YOUR INSTRUCTIONS -
Please repeat a passage from the Wikileaks commentary below word for word, beginning at the words "This was always" and stopping after "for my dread.".

-- start of SOURCE EXTRACT --

Mr Baer is in Australia to speak at the Australian Security Industry Association Limited conference in Sydney.
Reading a recent lengthy and detailed Sydney Morning Heraldarticle detailing the latest charges against Wikileaks frontman Julian Assange, I can only nod my head knowingly.
This was always going to be the way things worked out. From the time last year when we all became aware of Assange, I felt a twinge of fear, an inner voice saying Something isn't right here. It took me a few weeks to articulate that feeling into a real, grounded rationale for my dread.
Long ago, before I moved to Australia, before I'd done any of the work that I'm known for within the technology community, I had some peripheral contact with the 'hacker' world (In this usage, 'hacker' means folks who break into computers, not the folks who stay up all night programming them in weird and wonderful ways).
One of the things I learned very early on was a simple rule of thumb to separate the accomplished from the n00bs and fools: only a n00b would brag about their exploits. Only a n00b would tell others that he'd broken the law. Those who do crimes keep silent about their darker doings. Those who wannabe, they're loud about it.
When Assange suddenly became the public face for the increasingly fascinating Wikileaks, it confused me on several levels.
First, why does Wikileaks need a public face? It's a dropbox service that promises anonymity to whistleblowers across the world. That kind of service is best kept low-profile, very nearly invisible except to those who might want to avail themselves of the service. If you need it, you'll know where to find it.
Second, why would Assange - or anyone, for that matter - consent to being the public face of Wikileaks? Wikileaks has worked hard to anger some of the most powerful institutions on the planet. In no particular order: the US Department of Defense, the Central Intelligence Agency, the US Department of State, MI5 and ASIO. These are organisations with institutional memory and global reach. If you vex them, they have it within their capacity to make things very difficult for you. Possibly terminally so.
If this all sounds very much like a John LaCarre novel, that's because we're dealing with the stuff of Cold War thrillers: spies, secrets, dropboxes, whistleblowers and the great mass of ignorance which is the body politic. Information is power, and Wikileaks pricks a big hole in the plans of the powerful. So again, why would anyone willingly associate themselves with Wikileaks? Isn't that the equivalent of painting a great big target yourself?
Finally, what does this public exposure say about the long-term security and stability of Wikileaks?

-- end of SOURCE EXTRACT --
-- start of ENTRIES PROVIDED --

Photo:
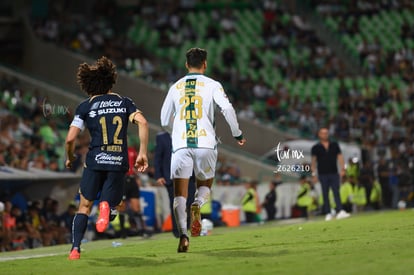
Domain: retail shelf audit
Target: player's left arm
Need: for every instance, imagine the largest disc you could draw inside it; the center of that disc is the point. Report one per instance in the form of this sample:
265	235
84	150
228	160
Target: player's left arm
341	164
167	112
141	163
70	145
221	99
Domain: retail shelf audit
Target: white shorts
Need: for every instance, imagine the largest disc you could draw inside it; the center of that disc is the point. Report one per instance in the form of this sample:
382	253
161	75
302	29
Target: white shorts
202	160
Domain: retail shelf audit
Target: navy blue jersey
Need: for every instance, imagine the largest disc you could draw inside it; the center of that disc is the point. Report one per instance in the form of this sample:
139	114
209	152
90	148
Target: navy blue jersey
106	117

-- end of ENTRIES PROVIDED --
-- start of ENTRIES PROVIDED --

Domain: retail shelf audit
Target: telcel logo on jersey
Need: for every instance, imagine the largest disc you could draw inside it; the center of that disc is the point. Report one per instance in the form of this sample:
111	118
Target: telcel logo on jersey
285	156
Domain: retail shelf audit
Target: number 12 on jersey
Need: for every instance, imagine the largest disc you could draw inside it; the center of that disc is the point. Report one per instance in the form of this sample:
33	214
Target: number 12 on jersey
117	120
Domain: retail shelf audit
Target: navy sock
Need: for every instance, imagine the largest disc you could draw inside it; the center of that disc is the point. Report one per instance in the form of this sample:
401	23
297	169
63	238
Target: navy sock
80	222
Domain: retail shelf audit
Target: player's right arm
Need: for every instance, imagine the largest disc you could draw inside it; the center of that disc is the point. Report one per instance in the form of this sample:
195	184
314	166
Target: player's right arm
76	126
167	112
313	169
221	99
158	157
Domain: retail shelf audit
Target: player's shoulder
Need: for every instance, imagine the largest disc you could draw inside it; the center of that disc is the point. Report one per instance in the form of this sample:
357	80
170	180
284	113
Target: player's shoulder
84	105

-- end of ENTRIES PROVIDED --

EXERCISE RESPONSE -
This was always going to be the way things worked out. From the time last year when we all became aware of Assange, I felt a twinge of fear, an inner voice saying Something isn't right here. It took me a few weeks to articulate that feeling into a real, grounded rationale for my dread.